SECONDARY priorities to protect and restore livelihoods Priorities Between Priorities
Livelihoods and Food Security
·   Provide of seeds and farm, tools for the coming planting season and rehabilitation of ponds
·   Provide commercial and slaughter destocking in the worst case scenario 
·   Train WASH committee
Health and Nutrition
·   Establish and train emergency woreda rapid response teams
·   Build capacity on malaria, meningitis, AWD and measles outbreak control and severe acute malnutrition.
   Introduce Networking Cards to help the transmigrating students continue with their learning
   School Feeding Program. No dropout reported from schools with feeding program.
   Community mobilization. Outreach to families and students to return to school. 
   Improve access to food and water as the main drivers of students’ dropouts 
   Supply of educational in emergencies kits and teaching and learning materials including school tents.

Saturday, December 21, 2013

Bruce Tropical Cyclone Affected Extreme Weather and Flooding in East Java

Bengawan Solo River overflowed and inundated at least 11,188 houses across 115 villages within 15 sub districts of Bojonegoro District,  East Java, on 21 December. The floods claimed three casualties and caused temporary displacement to around 1,675 persons in 10 displacement centres. Additonally, the floods also caused medium damages in 1,630 houses and light damages in 1,006 houses. Approximately 67 schools were inundated: 26 kindergarten schools,  34 elementary schools, 5 junior high schools,  and two senior high schools. Bojonegoro is forecasted to experience raining with medium intensity on 22 December. 
Local BPBD already set up public kitchens as they distributed food items to the displaced families. According to 2010 statistics,  Bojonegoro District is home for 335,278 families or 1,209,973 persons with 598,365 men and 611,608 women.

East Java, together with southern part of Central Kalimantan,  Maluku and Papua has been forecasted to experience extreme weather with heavy raining, thunderstorm and whirlwind for 20-22 December, following the emerging tropical cyclone Bruce at approximately 2,540 km southwest Kerinci that moves to the south away from Indonesia region with maximum speed at 110 knots or 205 km/hour. The cyclone was also predicted to cause high tide with 2-3 meters high in the sea water of Sabang, Simeulue, Nias, Mentawai,  Enggano, Bengkulu,  Lampung,  Sunda, Banten, Central Java, West Sumatra and southern part of Java. Rainfall intensity (even more during extreme weather),  sea water surface (high tide) and water flow and absorption capacity of the land are three controlling factors that would trigger flooding. 

Sources: BNPB,  BMKG 
-Nova Ratnanto

Friday, November 22, 2013

Floods and Landslides in North Gorontalo

Heavy rain caused floods and landslides in Gorontalo on 22 November 2013 evening. The floods affected 11 villages across three sub districts in North Gorontalo District.

In Gentuma Raya Sub District, the floods affected at least 1,471 persons in Ipilo Village,  761 persons in Molongota Village, and 450 persons in Coklat Village.  

In Tomiloto Sub District,  the floods affected 503 persons in Leyad Village,  1,002 persons in Bubode Village,  692 persons in Milayo Village,  and 1,001 persons in Jembatan Merah Village.

In Kewandang Sub District, the floods affected 1,637 persons in Pentolo Village,  1,419 persons in Motilongo Village, and at least 2,239 persons in Titidu Village.

The heavy rain caused riverwater to overflow houses along the riverbanks.  District BPBD already work together with local police, military,  and community to clean up the debris as the floods subsided.

····················

What needs to be done: Copy everything in the flood report from "In Gentuma Raya" down to "in Titidu Village.", changing each "persons" to "people".

Source data:
····················

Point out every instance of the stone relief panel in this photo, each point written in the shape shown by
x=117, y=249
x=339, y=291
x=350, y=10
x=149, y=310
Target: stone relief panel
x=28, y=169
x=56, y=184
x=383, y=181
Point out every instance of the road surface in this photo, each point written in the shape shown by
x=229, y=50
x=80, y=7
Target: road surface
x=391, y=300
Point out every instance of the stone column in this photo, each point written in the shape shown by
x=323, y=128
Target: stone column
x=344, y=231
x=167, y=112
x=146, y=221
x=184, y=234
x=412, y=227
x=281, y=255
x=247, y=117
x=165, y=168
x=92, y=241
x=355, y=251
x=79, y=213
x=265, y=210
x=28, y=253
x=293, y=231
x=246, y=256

····················

Result of the exercise:
In Gentuma Raya Sub District, the floods affected at least 1,471 people in Ipilo Village,  761 people in Molongota Village, and 450 people in Coklat Village.  

In Tomiloto Sub District,  the floods affected 503 people in Leyad Village,  1,002 people in Bubode Village,  692 people in Milayo Village,  and 1,001 people in Jembatan Merah Village.

In Kewandang Sub District, the floods affected 1,637 people in Pentolo Village,  1,419 people in Motilongo Village, and at least 2,239 people in Titidu Village.